--- Records for the task Enclosed Below ---

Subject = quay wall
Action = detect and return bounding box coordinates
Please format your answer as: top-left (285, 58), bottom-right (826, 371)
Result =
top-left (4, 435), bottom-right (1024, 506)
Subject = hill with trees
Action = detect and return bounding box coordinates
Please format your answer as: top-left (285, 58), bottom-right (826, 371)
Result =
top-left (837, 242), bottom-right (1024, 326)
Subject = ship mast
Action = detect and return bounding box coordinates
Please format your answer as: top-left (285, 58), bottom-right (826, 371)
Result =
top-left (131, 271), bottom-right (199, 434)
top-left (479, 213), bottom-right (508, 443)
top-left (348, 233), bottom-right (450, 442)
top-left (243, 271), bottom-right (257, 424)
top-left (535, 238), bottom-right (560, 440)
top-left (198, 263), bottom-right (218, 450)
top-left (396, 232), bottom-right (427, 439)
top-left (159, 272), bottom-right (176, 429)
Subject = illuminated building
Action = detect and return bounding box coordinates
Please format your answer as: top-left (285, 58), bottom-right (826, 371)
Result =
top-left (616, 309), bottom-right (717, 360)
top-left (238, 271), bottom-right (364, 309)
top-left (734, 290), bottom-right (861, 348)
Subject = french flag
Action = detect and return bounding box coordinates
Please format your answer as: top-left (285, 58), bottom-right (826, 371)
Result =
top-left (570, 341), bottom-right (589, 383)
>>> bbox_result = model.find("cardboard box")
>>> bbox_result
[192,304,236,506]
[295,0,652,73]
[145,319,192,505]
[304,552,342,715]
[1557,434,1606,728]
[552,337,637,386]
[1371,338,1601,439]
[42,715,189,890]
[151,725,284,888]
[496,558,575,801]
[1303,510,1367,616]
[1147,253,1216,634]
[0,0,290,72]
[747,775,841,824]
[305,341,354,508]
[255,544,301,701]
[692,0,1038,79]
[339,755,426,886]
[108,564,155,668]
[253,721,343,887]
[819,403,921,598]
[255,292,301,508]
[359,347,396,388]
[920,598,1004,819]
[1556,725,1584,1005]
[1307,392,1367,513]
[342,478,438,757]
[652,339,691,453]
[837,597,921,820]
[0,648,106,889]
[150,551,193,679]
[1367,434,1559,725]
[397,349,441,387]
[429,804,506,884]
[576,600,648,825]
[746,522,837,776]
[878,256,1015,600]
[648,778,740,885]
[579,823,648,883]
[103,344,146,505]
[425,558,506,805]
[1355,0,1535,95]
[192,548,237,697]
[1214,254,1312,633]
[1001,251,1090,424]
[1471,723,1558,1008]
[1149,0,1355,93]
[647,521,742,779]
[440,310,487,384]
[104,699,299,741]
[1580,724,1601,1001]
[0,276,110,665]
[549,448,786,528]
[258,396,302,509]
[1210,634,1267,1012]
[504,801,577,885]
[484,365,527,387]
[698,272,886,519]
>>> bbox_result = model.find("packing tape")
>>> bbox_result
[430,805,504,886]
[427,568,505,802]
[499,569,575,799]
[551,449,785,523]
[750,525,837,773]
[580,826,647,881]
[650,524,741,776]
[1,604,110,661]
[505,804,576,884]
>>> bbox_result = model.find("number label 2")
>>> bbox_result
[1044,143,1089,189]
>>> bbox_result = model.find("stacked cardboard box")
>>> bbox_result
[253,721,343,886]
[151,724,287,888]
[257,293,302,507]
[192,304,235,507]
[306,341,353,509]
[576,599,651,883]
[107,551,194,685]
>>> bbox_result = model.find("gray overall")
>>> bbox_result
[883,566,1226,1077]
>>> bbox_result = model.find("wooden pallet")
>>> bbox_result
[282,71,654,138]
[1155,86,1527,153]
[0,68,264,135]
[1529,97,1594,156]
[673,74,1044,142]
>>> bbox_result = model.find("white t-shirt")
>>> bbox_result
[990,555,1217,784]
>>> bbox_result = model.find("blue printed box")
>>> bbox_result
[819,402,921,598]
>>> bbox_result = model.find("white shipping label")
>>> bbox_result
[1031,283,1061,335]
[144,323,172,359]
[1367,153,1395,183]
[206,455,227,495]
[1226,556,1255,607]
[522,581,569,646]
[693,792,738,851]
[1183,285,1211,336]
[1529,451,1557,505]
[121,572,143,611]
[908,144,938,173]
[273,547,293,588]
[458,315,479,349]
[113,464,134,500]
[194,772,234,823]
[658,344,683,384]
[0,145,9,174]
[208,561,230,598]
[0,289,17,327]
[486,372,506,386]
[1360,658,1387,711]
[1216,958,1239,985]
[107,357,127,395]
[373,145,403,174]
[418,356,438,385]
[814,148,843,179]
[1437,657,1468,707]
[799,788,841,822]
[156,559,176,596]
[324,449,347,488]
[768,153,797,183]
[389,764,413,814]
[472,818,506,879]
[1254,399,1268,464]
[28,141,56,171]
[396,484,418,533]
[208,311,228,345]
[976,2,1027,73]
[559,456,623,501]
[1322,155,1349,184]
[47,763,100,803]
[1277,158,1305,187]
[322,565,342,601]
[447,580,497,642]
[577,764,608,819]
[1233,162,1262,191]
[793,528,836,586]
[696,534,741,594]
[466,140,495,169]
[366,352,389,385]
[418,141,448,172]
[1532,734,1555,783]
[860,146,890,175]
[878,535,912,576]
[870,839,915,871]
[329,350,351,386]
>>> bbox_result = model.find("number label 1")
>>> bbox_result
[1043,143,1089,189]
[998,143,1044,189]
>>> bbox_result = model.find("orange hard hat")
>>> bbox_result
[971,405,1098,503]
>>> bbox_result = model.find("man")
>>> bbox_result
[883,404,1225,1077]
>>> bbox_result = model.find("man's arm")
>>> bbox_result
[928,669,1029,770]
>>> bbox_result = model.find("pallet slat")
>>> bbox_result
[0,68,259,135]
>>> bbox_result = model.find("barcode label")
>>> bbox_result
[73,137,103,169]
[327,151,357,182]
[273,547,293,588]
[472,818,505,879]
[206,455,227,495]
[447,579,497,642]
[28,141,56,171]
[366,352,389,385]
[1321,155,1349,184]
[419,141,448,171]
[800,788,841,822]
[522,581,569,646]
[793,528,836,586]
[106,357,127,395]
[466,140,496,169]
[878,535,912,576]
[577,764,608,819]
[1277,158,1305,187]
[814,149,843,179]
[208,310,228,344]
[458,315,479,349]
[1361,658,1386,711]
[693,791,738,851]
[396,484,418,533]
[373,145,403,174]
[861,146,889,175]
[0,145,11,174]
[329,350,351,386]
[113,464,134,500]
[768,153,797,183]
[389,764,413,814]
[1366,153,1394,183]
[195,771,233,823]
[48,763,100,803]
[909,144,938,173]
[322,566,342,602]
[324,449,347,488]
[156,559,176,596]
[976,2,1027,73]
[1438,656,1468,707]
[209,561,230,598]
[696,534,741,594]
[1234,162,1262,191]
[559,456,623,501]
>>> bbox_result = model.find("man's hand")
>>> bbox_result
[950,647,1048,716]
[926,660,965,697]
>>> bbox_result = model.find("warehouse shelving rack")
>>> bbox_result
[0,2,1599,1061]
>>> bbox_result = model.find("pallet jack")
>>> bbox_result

--- End of Enclosed Records for the task ---

◆ Exercise requirements ◆
Nothing above should be left out; write out every record exactly.

◆ Task output ◆
Subject = quay wall
Action = detect and return bounding box coordinates
Please format your answer as: top-left (285, 58), bottom-right (826, 371)
Result =
top-left (4, 435), bottom-right (1024, 506)
Subject = hill with trees
Action = detect and return bounding box coordinates
Please format your answer as: top-left (285, 58), bottom-right (826, 371)
Result =
top-left (837, 242), bottom-right (1024, 326)
Subject = ship mast
Action = detect and return bounding box coordinates
Please format your answer as: top-left (285, 58), bottom-right (826, 371)
Result =
top-left (131, 271), bottom-right (199, 434)
top-left (479, 213), bottom-right (508, 443)
top-left (348, 233), bottom-right (450, 442)
top-left (243, 271), bottom-right (257, 424)
top-left (535, 238), bottom-right (560, 440)
top-left (198, 263), bottom-right (218, 450)
top-left (396, 232), bottom-right (427, 439)
top-left (159, 272), bottom-right (176, 429)
Subject = illuminated building
Action = detect and return bounding box coordinates
Please format your answer as: top-left (285, 58), bottom-right (826, 371)
Result =
top-left (616, 309), bottom-right (717, 360)
top-left (238, 271), bottom-right (364, 309)
top-left (734, 290), bottom-right (861, 348)
Subject = french flag
Action = detect and return bounding box coordinates
Please format your answer as: top-left (285, 58), bottom-right (826, 371)
Result =
top-left (570, 341), bottom-right (589, 383)
>>> bbox_result = model.find("cardboard box")
>>> bbox_result
[192,304,236,506]
[295,0,652,73]
[145,319,192,505]
[304,552,342,715]
[1557,434,1606,728]
[552,337,637,386]
[1371,338,1601,439]
[42,715,189,890]
[151,725,284,888]
[496,558,575,801]
[1303,510,1367,616]
[1147,253,1216,634]
[0,0,290,72]
[747,775,841,824]
[305,341,354,508]
[255,544,301,701]
[692,0,1038,79]
[339,755,426,886]
[108,564,155,668]
[253,721,343,887]
[819,403,921,598]
[255,292,301,508]
[359,347,396,388]
[920,598,1004,819]
[1556,725,1584,1005]
[1307,392,1367,513]
[342,478,438,757]
[652,339,691,453]
[837,597,921,820]
[0,648,106,889]
[150,551,193,679]
[1367,434,1559,725]
[397,349,441,387]
[429,804,506,884]
[576,600,648,825]
[746,522,837,776]
[878,256,1015,600]
[648,778,740,885]
[579,823,648,883]
[103,344,146,505]
[425,558,506,805]
[1355,0,1535,95]
[192,548,237,697]
[1214,254,1312,633]
[1001,251,1090,424]
[1471,723,1558,1008]
[1149,0,1355,93]
[647,521,742,779]
[440,310,487,384]
[104,699,299,741]
[1580,724,1601,1001]
[0,276,110,665]
[549,448,786,528]
[258,396,302,509]
[1210,634,1267,1012]
[504,801,577,885]
[484,365,527,387]
[698,272,886,519]
>>> bbox_result = model.find("packing tape")
>>> bbox_result
[430,805,504,886]
[427,568,505,802]
[499,569,575,799]
[551,449,785,523]
[750,525,837,773]
[580,826,647,881]
[650,524,741,776]
[1,604,110,661]
[505,804,576,884]
>>> bbox_result = model.find("number label 2")
>>> bbox_result
[1044,143,1089,189]
>>> bbox_result = model.find("stacked cardboard box")
>>> bbox_result
[253,721,343,886]
[151,724,287,888]
[257,293,302,507]
[192,304,235,507]
[306,341,353,509]
[576,599,651,883]
[107,551,194,685]
>>> bbox_result = model.find("gray overall")
>>> bbox_result
[883,566,1226,1077]
>>> bbox_result = model.find("wooden pallet")
>>> bbox_result
[282,71,654,138]
[1155,86,1527,153]
[0,68,264,135]
[1529,97,1594,156]
[673,74,1044,142]
>>> bbox_result = model.find("white t-shirt")
>>> bbox_result
[990,555,1217,784]
>>> bbox_result = model.find("blue printed box")
>>> bbox_result
[819,402,921,598]
>>> bbox_result = model.find("white shipping label")
>>> bbox_result
[1031,283,1061,335]
[144,323,172,359]
[1367,153,1395,183]
[206,455,227,495]
[1226,556,1255,607]
[522,581,569,646]
[693,792,738,851]
[1183,285,1211,336]
[1529,451,1557,505]
[121,572,143,611]
[908,144,938,173]
[273,547,293,588]
[458,315,479,349]
[113,464,134,500]
[194,772,234,823]
[658,344,683,384]
[0,145,9,174]
[208,561,230,598]
[0,289,17,327]
[486,372,506,386]
[1360,658,1387,711]
[1216,958,1239,985]
[107,357,127,395]
[373,145,403,174]
[418,356,438,385]
[814,148,843,179]
[1437,657,1468,707]
[799,788,841,822]
[156,559,176,596]
[324,449,347,488]
[768,153,797,183]
[389,764,413,814]
[472,818,506,879]
[1254,399,1268,464]
[28,141,56,171]
[396,484,418,533]
[208,311,228,345]
[976,2,1027,73]
[559,456,623,501]
[1322,155,1349,184]
[47,763,100,803]
[1277,158,1305,187]
[322,565,342,601]
[447,580,497,642]
[577,764,608,819]
[1233,162,1262,191]
[793,528,836,586]
[696,534,741,594]
[466,140,495,169]
[366,352,389,385]
[418,141,448,172]
[1532,734,1555,783]
[860,146,890,175]
[878,535,912,576]
[870,839,915,871]
[329,350,351,386]
>>> bbox_result = model.find("number label 1")
>>> bbox_result
[1043,143,1089,189]
[998,143,1044,189]
>>> bbox_result = model.find("orange hard hat")
>>> bbox_result
[971,405,1098,503]
>>> bbox_result = model.find("man")
>>> bbox_result
[883,404,1225,1077]
>>> bbox_result = model.find("man's arm")
>>> bbox_result
[928,669,1029,770]
>>> bbox_result = model.find("pallet slat")
>>> bbox_result
[0,68,259,135]
>>> bbox_result = model.find("barcode label")
>>> bbox_result
[73,137,103,169]
[327,151,357,182]
[273,547,293,588]
[472,818,505,879]
[206,455,227,495]
[447,579,497,642]
[28,141,56,171]
[366,352,389,385]
[1321,155,1349,184]
[419,141,448,171]
[800,788,841,822]
[522,581,569,646]
[793,528,836,586]
[106,357,127,395]
[466,140,496,169]
[878,535,912,576]
[577,764,608,819]
[1277,158,1305,187]
[814,149,843,179]
[208,310,228,344]
[458,315,479,349]
[1361,658,1386,711]
[693,791,738,851]
[396,484,418,533]
[373,145,403,174]
[861,146,889,175]
[0,145,11,174]
[329,350,351,386]
[113,464,134,500]
[768,153,797,183]
[389,764,413,814]
[1366,153,1394,183]
[195,771,233,823]
[48,763,100,803]
[909,144,938,173]
[322,566,342,602]
[324,449,347,488]
[156,559,176,596]
[976,2,1027,73]
[1438,656,1468,707]
[209,561,230,598]
[696,534,741,594]
[1234,162,1262,191]
[559,456,623,501]
>>> bbox_result = model.find("man's hand")
>>> bbox_result
[950,647,1048,716]
[926,660,965,697]
>>> bbox_result = model.find("warehouse shelving rack")
>>> bbox_result
[0,2,1599,1061]
>>> bbox_result = model.find("pallet jack")
>>> bbox_result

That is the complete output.